■ **What the task requires**
Convert every line of the records below into a numbered list, omitting any blank lines.

── Data lines ──

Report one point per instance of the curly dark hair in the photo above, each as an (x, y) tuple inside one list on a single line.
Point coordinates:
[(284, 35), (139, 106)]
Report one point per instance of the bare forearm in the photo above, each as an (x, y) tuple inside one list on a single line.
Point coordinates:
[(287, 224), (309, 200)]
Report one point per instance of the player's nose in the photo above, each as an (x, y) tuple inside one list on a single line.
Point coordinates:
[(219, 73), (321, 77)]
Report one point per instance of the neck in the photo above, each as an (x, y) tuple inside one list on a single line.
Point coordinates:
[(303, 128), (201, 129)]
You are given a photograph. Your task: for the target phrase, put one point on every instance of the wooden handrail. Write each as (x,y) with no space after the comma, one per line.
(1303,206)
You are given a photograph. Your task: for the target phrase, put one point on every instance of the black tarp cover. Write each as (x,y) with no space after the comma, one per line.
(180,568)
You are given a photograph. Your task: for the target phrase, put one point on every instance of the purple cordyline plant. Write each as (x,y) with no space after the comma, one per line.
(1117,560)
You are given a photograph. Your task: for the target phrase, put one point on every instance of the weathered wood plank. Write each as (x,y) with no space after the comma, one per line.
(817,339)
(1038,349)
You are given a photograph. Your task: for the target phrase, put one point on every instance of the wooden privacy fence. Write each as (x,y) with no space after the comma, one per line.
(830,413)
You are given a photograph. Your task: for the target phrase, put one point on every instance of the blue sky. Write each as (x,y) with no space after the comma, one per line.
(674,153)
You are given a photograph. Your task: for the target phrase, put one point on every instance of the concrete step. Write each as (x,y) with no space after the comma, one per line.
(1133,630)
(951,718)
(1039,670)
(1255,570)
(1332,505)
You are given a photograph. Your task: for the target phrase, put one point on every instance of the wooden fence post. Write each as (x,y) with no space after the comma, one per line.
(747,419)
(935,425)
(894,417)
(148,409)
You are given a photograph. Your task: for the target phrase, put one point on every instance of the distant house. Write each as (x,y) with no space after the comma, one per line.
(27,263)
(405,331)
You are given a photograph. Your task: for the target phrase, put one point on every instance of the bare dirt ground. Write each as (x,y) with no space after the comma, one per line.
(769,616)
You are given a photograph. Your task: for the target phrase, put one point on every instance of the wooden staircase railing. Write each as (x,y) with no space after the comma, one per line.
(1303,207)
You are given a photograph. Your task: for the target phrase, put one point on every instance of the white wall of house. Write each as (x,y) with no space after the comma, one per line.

───

■ **Task response**
1. Report one point per instance of the curly dark hair in the photo above, each as an (x, y) tuple inside one list on a single line.
2. Point coordinates:
3. [(284, 35), (139, 106)]
4. Report one point per instance of the bare forearm in the photo above, each as an (x, y) tuple inside one list on a single line.
5. Point coordinates:
6. [(287, 224), (309, 200)]
7. Report one point per instance of the player's nose in the photo above, each as an (x, y) tuple inside one list on a single line.
8. Point coordinates:
9. [(219, 73), (321, 77)]
10. Report one point per instance of the neck in the photo above, each as an (x, y) tuple inside one list on a single line.
11. Point coordinates:
12. [(303, 128), (201, 129)]
13. You are given a photograph. Your task: for the target phrase, put one point on every instance of the wooden handrail. Write each as (x,y) with no space after the comma, one per line.
14. (1303,206)
15. You are given a photograph. Your task: for the target phrase, put one point on every instance of the black tarp cover. Write each as (x,y) with no space after the comma, one per line.
16. (180,568)
17. You are given a photograph. Your task: for the target phrase, put one point on every instance of the purple cordyline plant. Write each as (x,y) with no space after the comma, one per line.
18. (1117,560)
19. You are given a photograph. Your task: for the target phrase, put one point on every instance of the weathered wood plank. Write each as (x,y) with no space after the comma, one per line.
20. (817,339)
21. (1038,349)
22. You are given a photograph. Your task: for the target phrase, put one point on every instance of the wooden privacy fence. Write each as (x,y) with no space after the comma, one per line.
23. (830,413)
24. You are given a photograph. Your task: for the target phrase, put one point on every instance of the blue sky. Write each as (x,y) with no space after the comma, one per line.
25. (674,153)
26. You are given a photograph. Your task: for the target phrase, put one point on every instance of the concrete step. Write each as (x,y) with no space after the comma, one per line.
27. (1133,630)
28. (951,718)
29. (1039,670)
30. (1255,570)
31. (1332,505)
32. You are given a photograph. Your task: for the target phrase, put one point on every instance of the wooden fence post. Write each as (x,y) with no space after the comma, one per line.
33. (747,419)
34. (935,425)
35. (894,417)
36. (148,409)
37. You are given a photograph. Your task: for the target phrase, put one point on every instance of the distant house. Write each as (x,y) with no space after the comma, one per line.
38. (27,263)
39. (405,331)
40. You are given a photograph. Your task: for the target phrase, put one point on every instance of the bare dirt ground. Write each as (x,y) with no space after the comma, one per line.
41. (769,616)
42. You are given a photograph. Your task: for the target phrase, put one point on every instance of the wooden staircase railing. Write each as (x,y) with no space after the comma, one per line.
43. (1303,207)
44. You are given a photograph. Your task: for the target phrase, put one point on every instance of the white wall of house. Write each as (x,y) with no space after the comma, one per line.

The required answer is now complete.